• _問題 1_
提示文から、「今日の問題のような内容の問題」から「大企業などが独自に組織する健康保険組合は,かなり自由に運営することができます。」までを一字も変えずに抜き出してください。
• _問題 2_
提示文に基づいて、次の問いに答えてください。
(a) 「都道府県等が行う国民健康保険」で保険料の徴収を行うのはどこですか。
(b) 傷病手当金に所得税はかかりますか。
(c) 義務教育就学前の児童の一部負担金の割合は何割ですか。
• _問題 3_
提示文の第35回・問題52の選択肢のうち、正解ではないものの番号をすべて挙げてください。

• _提示文_
-----

現役世代の公的医療保険を大きく分けると,健康保険と国民健康保険の2つがあります。
それぞれの保険者には,組合があります。
健康保険組合は,大企業などが独自に組合を作り,保険業務を行います。
国民健康保険は,同業者などが独自に組合を作り,保険業務を行います。
それでは,今日の問題です。
第35回・問題52
公的医療保険における被保険者の負担等に関する次の記述のうち,正しいものを1つ選びなさい。
1 健康保険組合では,保険料の事業主負担割合を被保険者の負担割合よりも多く設定することができる。
2 「都道府県等が行う国民健康保険」では,都道府県が保険料の徴収を行う。
3 「都道府県等が行う国民健康保険」の被保険者が,入院先の市町村に住所を変更した場合には,変更後の市町村の国民健康保険の被保険者となる。
4 公的医療保険の保険給付のうち傷病手当金には所得税が課せられる。
5 保険診療を受けたときの一部負担金の割合は,義務教育就学前の児童については1割となる。
(注) 「都道府県等が行う国民健康保険」とは,「都道府県が当該都道府県内の市町村とともに行う国民健康保険」のことである。
知識なしでは,5分の1以上の確率では正解できないかなり難しい問題です。
国家試験が終わると,いろいろな団体や個人が,いわゆる「難問・奇問」と位置づける問題がありますが,実は,このような問題の方が正解するのが難しいものです。
「難問・奇問」は,焦らないで冷静に考えると意外と正解できます。
今日の問題のような内容の問題は,どれだけ考えても知識なしでは,答えを導きだすことができません。
それでは解説です。
1 健康保険組合では,保険料の事業主負担割合を被保険者の負担割合よりも多く設定することができる。
これが正解です。
大企業などが独自に組織する健康保険組合は,かなり自由に運営することができます。
保険料も独自に設定することができます。
そのほかには,法定給付以外に組合独自の給付である「付加給付」を設定することもできます。
2 「都道府県等が行う国民健康保険」では,都道府県が保険料の徴収を行う。
社会保険の中で,都道府県が保険者となる制度は,国民健康保険のみです。
しかし,保険料の徴収を行うのは市町村です。
このような一般住民を対象とする事務は,都道府県には向きません。
3 「都道府県等が行う国民健康保険」の被保険者が,入院先の市町村に住所を変更した場合には,変更後の市町村の国民健康保険の被保険者となる。
国民健康保険には「住所地特例」という制度があり,入院前の市町村が引き続き保険者となります。
この制度は,介護保険でも採用されています。
4 公的医療保険の保険給付のうち傷病手当金には所得税が課せられる。
傷病手当金には,所得税はかかりません。
5 保険診療を受けたときの一部負担金の割合は,義務教育就学前の児童については1割となる。
一部負担金は,義務教育就学前の児童については2割です。

-----

• _提供データ_
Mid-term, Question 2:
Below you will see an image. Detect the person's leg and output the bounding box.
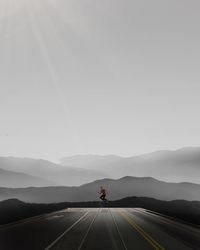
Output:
[100,194,105,201]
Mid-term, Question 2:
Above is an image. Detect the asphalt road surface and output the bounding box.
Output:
[0,208,200,250]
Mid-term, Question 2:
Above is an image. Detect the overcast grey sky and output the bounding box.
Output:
[0,0,200,160]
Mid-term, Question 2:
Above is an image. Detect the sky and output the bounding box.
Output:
[0,0,200,161]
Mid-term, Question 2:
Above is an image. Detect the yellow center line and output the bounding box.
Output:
[120,212,165,250]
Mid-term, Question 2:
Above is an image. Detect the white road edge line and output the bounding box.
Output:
[78,208,100,250]
[109,209,128,250]
[44,211,89,250]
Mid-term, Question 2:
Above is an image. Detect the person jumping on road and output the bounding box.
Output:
[99,186,108,201]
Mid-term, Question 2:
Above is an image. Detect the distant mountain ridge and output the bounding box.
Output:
[0,176,200,203]
[60,155,122,169]
[0,169,56,188]
[0,157,109,187]
[0,147,200,187]
[62,147,200,184]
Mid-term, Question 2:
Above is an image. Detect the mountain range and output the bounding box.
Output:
[0,157,107,187]
[0,176,200,203]
[61,147,200,184]
[0,147,200,188]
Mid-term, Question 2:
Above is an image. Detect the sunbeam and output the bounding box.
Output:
[23,2,79,147]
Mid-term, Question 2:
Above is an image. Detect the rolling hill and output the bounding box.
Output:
[0,169,56,188]
[0,157,109,187]
[0,176,200,203]
[62,147,200,184]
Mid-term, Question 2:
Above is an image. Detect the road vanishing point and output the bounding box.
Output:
[0,208,200,250]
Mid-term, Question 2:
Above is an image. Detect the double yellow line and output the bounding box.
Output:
[120,212,165,250]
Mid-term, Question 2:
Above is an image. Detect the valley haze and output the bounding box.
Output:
[0,147,200,188]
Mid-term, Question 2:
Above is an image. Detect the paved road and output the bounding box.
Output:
[0,208,200,250]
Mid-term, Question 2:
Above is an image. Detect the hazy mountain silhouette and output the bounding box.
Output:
[62,147,200,184]
[0,177,200,203]
[0,157,109,187]
[60,155,122,169]
[0,169,56,187]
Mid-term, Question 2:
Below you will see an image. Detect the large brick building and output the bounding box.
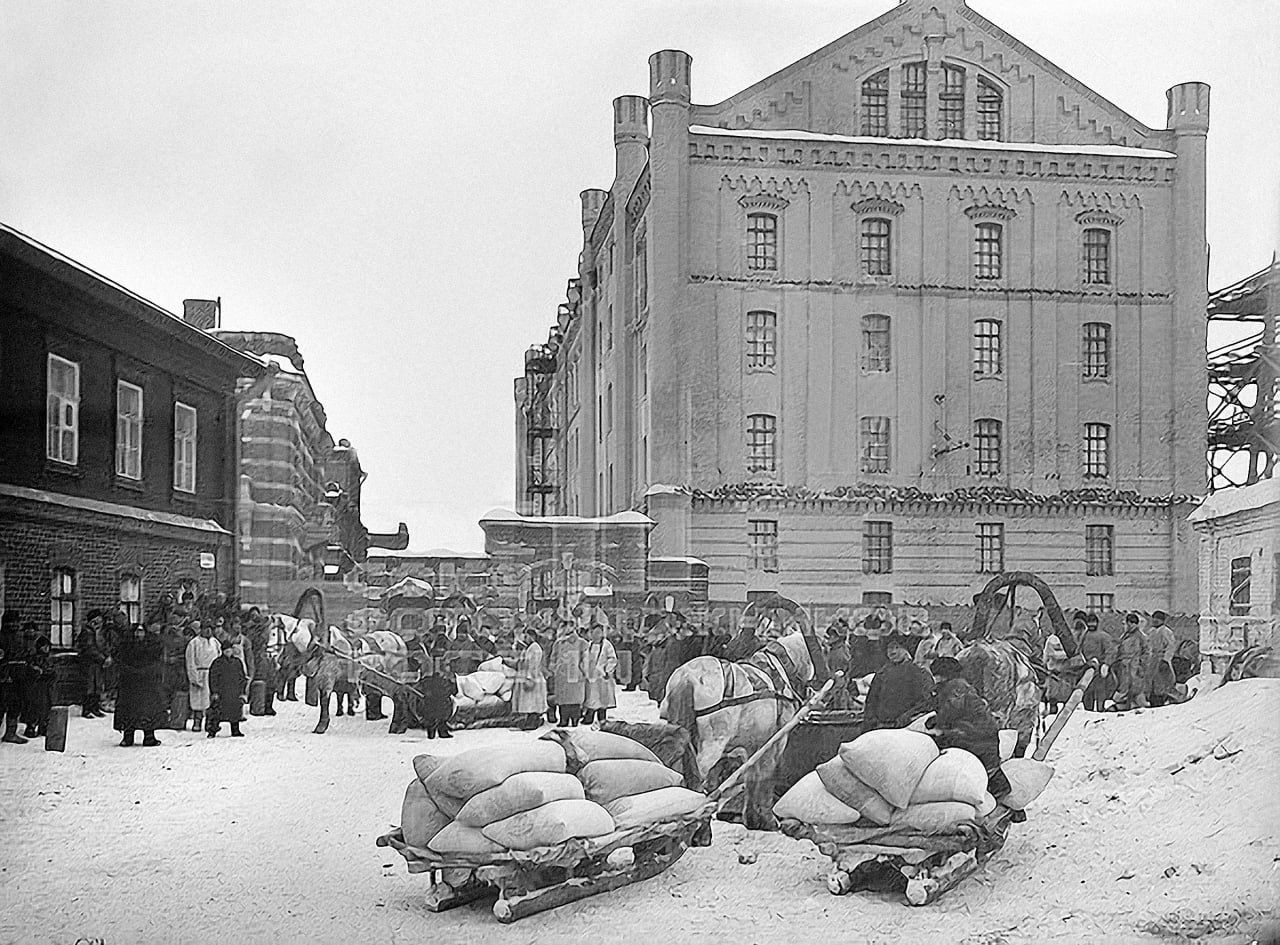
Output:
[516,0,1208,612]
[0,225,265,648]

-----

• _解答 1_
今日の問題のような内容の問題は,どれだけ考えても知識なしでは,答えを導きだすことができません。
それでは解説です。
1 健康保険組合では,保険料の事業主負担割合を被保険者の負担割合よりも多く設定することができる。
これが正解です。
大企業などが独自に組織する健康保険組合は,かなり自由に運営することができます。

• _解答 2_
(a) 市町村
(b) かからない
(c) 2割

• _解答 3_
2、3、4、5